### TO DO
Please arrange every one of the records below as a numbered list, leaving out any blank lines.

### MATERIAL TO PROCESS

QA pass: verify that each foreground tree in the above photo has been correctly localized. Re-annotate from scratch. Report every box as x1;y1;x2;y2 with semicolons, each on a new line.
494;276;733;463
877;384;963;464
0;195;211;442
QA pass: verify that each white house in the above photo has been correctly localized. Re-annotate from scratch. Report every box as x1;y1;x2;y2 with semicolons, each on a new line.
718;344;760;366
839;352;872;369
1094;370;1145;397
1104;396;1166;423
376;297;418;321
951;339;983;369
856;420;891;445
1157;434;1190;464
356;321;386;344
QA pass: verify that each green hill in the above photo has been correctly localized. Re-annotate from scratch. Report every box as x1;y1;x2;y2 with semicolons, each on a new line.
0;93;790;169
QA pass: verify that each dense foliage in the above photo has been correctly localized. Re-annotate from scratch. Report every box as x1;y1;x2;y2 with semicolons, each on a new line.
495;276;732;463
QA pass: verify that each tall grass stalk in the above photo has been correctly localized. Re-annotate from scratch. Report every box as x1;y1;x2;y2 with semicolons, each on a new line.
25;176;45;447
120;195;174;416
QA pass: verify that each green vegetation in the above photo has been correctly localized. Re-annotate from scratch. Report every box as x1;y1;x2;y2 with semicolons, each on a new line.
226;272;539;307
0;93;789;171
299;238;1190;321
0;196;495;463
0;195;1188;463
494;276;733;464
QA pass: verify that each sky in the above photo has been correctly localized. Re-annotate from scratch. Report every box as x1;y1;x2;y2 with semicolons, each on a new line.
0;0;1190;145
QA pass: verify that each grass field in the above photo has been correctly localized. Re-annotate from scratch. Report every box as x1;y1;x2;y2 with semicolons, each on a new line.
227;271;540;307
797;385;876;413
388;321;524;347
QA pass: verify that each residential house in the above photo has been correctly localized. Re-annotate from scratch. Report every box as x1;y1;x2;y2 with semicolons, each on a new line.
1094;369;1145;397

### THE OUTPUT
1. QA pass: verify that each foreground tree in the above photo has been correctly localized. Re-annotate from scratch. Report every box as x1;y1;x2;y2 with semicolons, each on a new line.
2. 494;276;733;463
3. 877;384;963;464
4. 0;195;211;442
5. QA pass: verify that each white house in the above photo has been correctly localized. Re-annotate from scratch. Report every box as x1;y1;x2;y2 with semicolons, each on a new line.
6. 718;344;760;366
7. 839;352;872;369
8. 1094;370;1145;397
9. 1104;396;1166;423
10. 376;297;418;321
11. 951;339;983;369
12. 856;420;891;445
13. 1157;434;1190;464
14. 356;321;386;344
15. QA pass: verify that each green hill in the above photo has been correctly localized. Re-annotate from scratch. Report every box as x1;y1;x2;y2 with semicolons, each on a new line.
16. 0;93;790;169
17. QA pass: verify that each dense foliage in the above photo has been correctly localized. Re-annotate from scratch. Report every box as x1;y1;x2;y2 with semicolons, each on a new line.
18. 495;276;732;463
19. QA pass: verify that each tall grass stalk in the above photo has been correctly localized. Re-annotate from scratch. Report every box as x1;y1;x2;y2 with semicolons, each on a new line.
20. 25;176;45;447
21. 120;195;174;416
22. QA pass: verify that each green vegetation in the above photo has been correctly localized. Re-annotate from scratch. Report every box as x1;y1;x2;y2 with semicolons, each on a new line.
23. 226;272;539;307
24. 0;93;789;171
25. 299;238;1190;321
26. 0;196;495;463
27. 0;195;1188;463
28. 494;276;733;464
29. QA pass: verify that each sky in the above photo has been correctly localized. Re-annotate from scratch. Report every box as x1;y1;x2;y2 with semicolons, each on a new line.
30. 0;0;1190;145
31. QA pass: verify that each grass field in the above photo has been correctly localized. Re-annotate from scratch. Report every box as x1;y1;x2;y2 with semicolons, each on a new line.
32. 227;271;540;307
33. 797;385;876;413
34. 388;321;524;347
35. QA pass: verify that each residential house in the above photo has been correctly localized. Re-annotate from scratch. Report every box as x1;y1;x2;y2 with semicolons, each on a new line.
36. 1094;369;1145;397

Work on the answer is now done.